--- WRITTEN PROBLEM ---
Name every `util` function that the Lua iteration-order passage below mentions.

··· SELECTED EXCERPT

In Lua, iteration via `pairs` or the C equivalents over a table is not
guaranteed to have a stable order, and we have found that in practice it doesn't
-- leading to different choices with the same random number draws. The `ipairs`
iterator is safe, but places some obvious constraints on the structure you are
using. Sorting the underlying container may be a solution as well.

Some specific lua tips: rather than rolling your own weighted randomness, if at
all possible use one of the following functions: `util.random_choose_weighted`,
`util.random_choose_weighted_i`, and `util.random_weighted_from` (which all
operator on an array of some strip and use a stable iteration order), or
`util.random_random_weighted_keys`, which requires sortable keys and will use
the sort order of the keys in its iteration. If you have an unweighted list,
you can use `util.random_from`. If the items you are choosing from are
sortable (e.g, strings), you can still use a weight table as long as you turn
it into a stably-ordered array with `util.sorted_weight_table`. This takes a
table mapping values to weights, and produces an array of value-weight pairs
that then can be used for `util.random_choose_weighted`.

······
··· GIVEN RECORDS

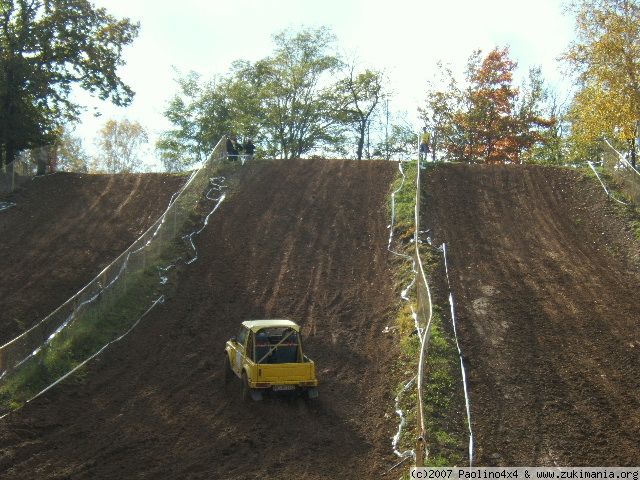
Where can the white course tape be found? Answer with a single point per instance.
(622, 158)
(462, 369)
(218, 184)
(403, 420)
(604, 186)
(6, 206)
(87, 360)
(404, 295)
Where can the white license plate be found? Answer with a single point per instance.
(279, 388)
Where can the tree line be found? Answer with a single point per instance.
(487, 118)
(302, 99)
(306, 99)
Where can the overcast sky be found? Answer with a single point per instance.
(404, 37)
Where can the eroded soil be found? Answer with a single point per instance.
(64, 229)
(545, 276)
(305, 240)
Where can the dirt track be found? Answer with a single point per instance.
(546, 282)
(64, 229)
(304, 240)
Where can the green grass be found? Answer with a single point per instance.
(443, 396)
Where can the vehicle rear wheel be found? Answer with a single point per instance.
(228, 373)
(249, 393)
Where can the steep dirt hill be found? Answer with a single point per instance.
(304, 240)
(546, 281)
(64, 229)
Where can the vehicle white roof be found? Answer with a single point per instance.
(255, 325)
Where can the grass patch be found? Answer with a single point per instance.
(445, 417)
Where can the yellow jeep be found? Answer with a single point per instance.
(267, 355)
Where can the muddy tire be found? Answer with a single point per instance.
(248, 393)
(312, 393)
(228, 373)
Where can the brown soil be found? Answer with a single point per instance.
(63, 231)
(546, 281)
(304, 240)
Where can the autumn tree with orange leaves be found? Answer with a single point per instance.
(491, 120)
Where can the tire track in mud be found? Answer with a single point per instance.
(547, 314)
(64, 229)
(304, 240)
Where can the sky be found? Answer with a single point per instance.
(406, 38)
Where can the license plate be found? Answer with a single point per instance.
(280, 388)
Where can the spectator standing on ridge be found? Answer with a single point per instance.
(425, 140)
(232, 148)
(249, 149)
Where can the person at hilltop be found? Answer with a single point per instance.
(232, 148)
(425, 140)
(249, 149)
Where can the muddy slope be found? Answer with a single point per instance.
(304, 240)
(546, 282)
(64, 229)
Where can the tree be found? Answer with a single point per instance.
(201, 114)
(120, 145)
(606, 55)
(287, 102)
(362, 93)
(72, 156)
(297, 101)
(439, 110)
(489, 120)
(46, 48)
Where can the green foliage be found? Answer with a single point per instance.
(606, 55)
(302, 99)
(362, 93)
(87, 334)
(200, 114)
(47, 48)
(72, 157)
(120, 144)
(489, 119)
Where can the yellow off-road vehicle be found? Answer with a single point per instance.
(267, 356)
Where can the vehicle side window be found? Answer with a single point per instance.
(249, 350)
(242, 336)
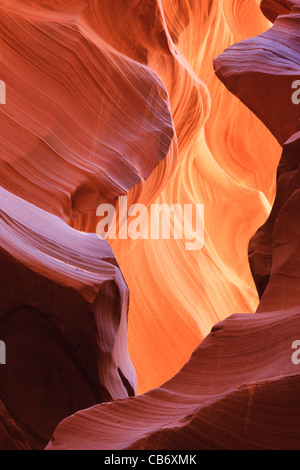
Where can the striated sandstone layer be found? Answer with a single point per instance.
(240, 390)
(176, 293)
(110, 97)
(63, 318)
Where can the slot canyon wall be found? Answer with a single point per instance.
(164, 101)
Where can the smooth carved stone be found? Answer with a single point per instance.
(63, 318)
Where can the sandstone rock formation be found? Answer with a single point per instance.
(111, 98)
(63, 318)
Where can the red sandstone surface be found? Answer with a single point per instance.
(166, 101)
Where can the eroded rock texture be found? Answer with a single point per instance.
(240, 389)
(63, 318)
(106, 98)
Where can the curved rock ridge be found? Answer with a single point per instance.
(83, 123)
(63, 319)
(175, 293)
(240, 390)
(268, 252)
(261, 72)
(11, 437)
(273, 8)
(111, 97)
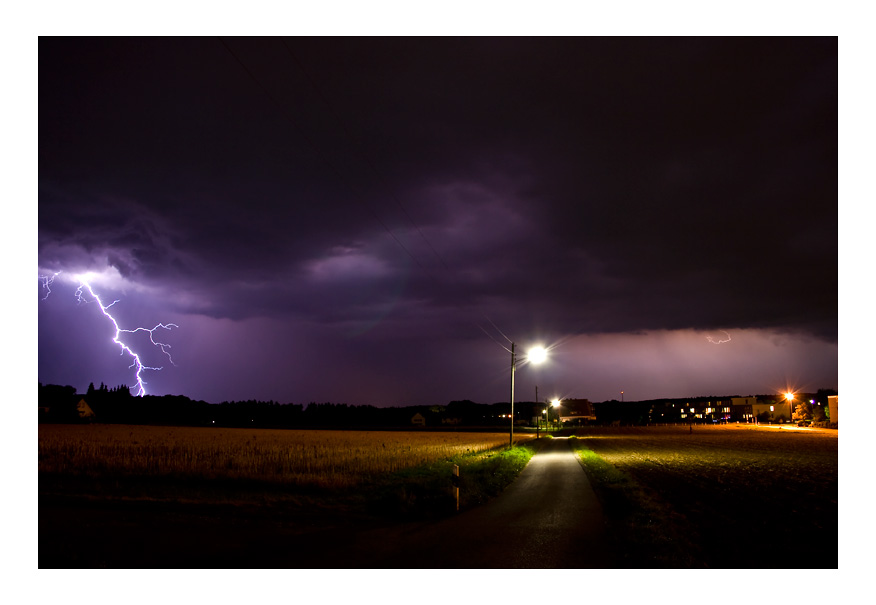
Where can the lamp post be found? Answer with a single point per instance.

······
··· GIVEN RECORDS

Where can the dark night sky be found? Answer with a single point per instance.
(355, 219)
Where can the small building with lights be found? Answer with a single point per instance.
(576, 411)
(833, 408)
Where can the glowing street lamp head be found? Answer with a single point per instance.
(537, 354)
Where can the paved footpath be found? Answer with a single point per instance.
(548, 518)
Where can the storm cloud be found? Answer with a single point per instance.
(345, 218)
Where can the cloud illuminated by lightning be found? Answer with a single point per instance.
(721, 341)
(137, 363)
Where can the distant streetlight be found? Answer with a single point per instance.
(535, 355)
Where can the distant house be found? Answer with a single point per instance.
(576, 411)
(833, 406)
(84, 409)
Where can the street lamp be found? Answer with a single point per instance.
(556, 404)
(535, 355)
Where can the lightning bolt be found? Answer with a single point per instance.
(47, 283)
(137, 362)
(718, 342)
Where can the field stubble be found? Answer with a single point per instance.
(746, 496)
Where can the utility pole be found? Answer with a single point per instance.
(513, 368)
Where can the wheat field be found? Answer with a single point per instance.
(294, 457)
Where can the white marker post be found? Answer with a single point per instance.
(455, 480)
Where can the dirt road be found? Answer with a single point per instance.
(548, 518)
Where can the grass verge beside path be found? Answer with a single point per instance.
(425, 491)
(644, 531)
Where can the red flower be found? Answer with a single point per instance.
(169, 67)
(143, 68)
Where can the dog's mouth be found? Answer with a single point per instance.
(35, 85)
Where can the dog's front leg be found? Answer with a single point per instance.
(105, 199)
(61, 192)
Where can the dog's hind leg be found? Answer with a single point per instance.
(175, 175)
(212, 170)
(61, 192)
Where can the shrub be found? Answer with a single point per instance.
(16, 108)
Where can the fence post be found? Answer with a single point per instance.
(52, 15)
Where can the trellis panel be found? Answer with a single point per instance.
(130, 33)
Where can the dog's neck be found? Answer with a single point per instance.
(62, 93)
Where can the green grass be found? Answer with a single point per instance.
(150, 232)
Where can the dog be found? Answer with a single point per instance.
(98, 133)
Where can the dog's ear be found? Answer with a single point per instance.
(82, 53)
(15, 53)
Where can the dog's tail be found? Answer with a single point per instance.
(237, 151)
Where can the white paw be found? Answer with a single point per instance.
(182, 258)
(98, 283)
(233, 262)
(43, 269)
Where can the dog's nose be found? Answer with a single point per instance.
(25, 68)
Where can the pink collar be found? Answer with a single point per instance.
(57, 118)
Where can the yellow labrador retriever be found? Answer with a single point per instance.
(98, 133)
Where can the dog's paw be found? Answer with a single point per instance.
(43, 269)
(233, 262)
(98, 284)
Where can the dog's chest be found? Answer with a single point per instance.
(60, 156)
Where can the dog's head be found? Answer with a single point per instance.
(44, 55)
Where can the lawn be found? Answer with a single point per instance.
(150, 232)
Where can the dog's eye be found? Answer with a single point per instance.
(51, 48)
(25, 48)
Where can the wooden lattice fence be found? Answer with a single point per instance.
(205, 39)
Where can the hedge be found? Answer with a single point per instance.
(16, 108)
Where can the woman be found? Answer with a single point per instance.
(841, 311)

······
··· GIVEN RECORDS

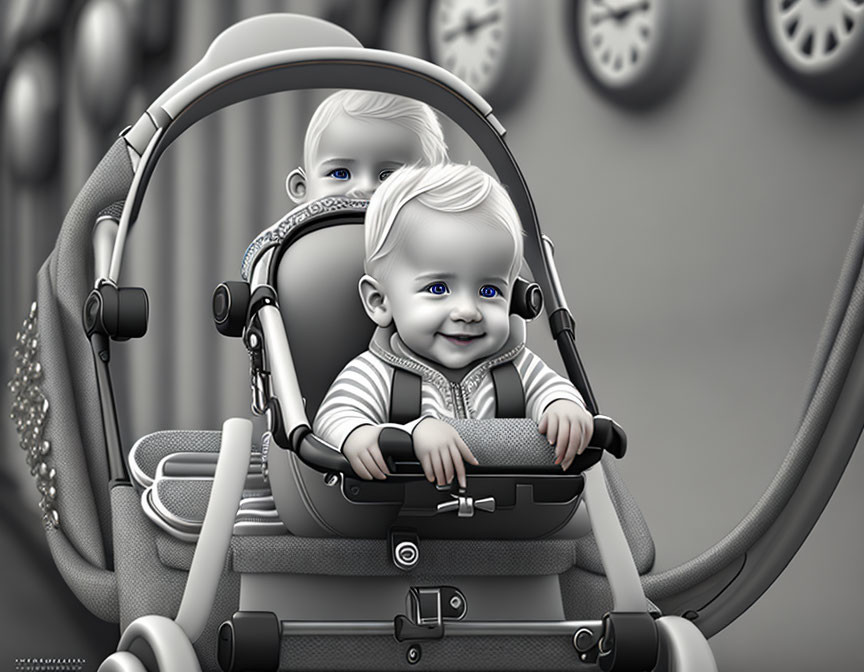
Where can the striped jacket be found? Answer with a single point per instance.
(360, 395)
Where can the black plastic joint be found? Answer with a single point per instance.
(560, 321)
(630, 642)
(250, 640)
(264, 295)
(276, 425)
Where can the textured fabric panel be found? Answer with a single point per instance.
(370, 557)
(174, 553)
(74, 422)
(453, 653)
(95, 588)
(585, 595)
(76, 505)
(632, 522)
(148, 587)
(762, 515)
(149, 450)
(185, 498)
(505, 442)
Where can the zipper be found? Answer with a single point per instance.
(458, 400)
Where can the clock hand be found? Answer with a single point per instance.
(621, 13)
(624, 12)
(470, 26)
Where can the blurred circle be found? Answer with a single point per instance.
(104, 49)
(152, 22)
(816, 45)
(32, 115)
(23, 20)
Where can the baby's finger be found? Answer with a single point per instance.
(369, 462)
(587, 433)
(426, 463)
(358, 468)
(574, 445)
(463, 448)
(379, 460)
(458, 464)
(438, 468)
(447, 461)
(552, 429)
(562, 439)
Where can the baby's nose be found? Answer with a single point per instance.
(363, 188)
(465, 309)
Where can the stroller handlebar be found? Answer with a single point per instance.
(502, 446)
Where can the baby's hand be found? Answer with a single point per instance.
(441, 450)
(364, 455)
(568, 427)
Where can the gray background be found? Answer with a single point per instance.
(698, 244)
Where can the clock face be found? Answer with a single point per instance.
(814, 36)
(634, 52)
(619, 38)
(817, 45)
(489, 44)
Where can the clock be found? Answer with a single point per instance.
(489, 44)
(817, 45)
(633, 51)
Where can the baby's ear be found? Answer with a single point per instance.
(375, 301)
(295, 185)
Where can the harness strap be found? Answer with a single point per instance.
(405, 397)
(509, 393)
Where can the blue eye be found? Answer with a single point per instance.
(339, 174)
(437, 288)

······

--- IN RESPONSE ---
`util.random_choose_weighted`, `util.random_choose_weighted_i`, `util.random_weighted_from`, `util.random_random_weighted_keys`, `util.random_from`, `util.sorted_weight_table`